**WHAT TO PRODUCE:** Every line in the data below that has the word "tire" should be returned.

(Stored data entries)
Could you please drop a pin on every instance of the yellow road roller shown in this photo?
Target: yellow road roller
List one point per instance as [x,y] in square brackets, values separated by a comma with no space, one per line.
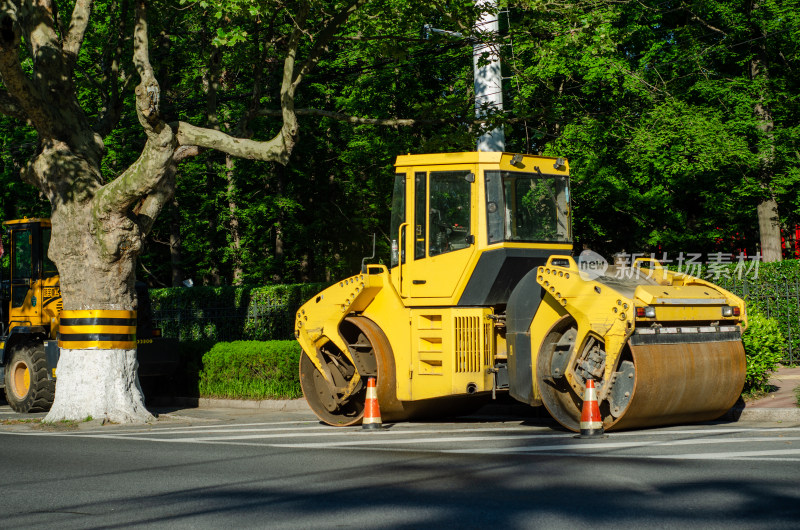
[482,296]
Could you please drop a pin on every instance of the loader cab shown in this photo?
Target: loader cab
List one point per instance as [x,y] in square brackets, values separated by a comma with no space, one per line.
[31,294]
[466,227]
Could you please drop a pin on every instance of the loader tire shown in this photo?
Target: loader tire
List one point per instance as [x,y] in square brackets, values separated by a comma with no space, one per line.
[28,388]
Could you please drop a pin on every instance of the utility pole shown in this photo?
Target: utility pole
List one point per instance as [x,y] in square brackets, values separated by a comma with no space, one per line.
[487,77]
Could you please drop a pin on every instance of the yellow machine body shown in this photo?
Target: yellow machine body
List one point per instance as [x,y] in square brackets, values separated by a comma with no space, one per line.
[481,296]
[33,325]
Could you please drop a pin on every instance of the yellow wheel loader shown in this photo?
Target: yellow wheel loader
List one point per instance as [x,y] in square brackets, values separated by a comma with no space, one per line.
[30,318]
[482,296]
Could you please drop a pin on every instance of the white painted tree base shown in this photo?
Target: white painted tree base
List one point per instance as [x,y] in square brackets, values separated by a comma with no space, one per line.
[103,384]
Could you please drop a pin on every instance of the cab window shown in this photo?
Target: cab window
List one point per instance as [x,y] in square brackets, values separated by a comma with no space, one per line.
[449,227]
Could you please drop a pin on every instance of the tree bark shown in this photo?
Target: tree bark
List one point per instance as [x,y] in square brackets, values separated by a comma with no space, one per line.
[98,226]
[768,216]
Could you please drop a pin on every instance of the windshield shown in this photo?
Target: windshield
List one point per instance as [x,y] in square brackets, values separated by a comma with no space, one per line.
[527,207]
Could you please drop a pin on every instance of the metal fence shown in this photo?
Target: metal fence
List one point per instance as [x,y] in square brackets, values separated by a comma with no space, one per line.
[778,299]
[258,322]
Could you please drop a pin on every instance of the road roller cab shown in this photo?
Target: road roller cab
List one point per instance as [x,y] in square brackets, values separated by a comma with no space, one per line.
[481,296]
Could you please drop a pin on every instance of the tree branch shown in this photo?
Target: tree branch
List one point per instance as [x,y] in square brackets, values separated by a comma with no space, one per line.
[81,14]
[272,150]
[110,112]
[155,165]
[147,92]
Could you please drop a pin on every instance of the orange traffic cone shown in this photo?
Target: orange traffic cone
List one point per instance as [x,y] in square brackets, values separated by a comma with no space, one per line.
[591,421]
[372,413]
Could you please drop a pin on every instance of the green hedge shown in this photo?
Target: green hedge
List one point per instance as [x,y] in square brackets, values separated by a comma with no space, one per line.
[763,347]
[229,313]
[774,293]
[251,370]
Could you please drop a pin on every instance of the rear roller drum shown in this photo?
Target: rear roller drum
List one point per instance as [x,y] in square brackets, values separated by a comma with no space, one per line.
[653,384]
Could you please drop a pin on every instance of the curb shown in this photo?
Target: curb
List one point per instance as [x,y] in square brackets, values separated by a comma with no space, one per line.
[762,414]
[274,405]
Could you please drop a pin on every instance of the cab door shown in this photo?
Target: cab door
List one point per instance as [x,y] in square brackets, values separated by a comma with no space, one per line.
[441,239]
[25,306]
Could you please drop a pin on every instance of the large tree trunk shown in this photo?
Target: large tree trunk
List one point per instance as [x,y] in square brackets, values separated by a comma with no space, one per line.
[769,229]
[98,226]
[768,218]
[96,269]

**RESPONSE BOX:**
Could you please drop a pin on every instance of the loader tire shown in this photo?
Target: loader tire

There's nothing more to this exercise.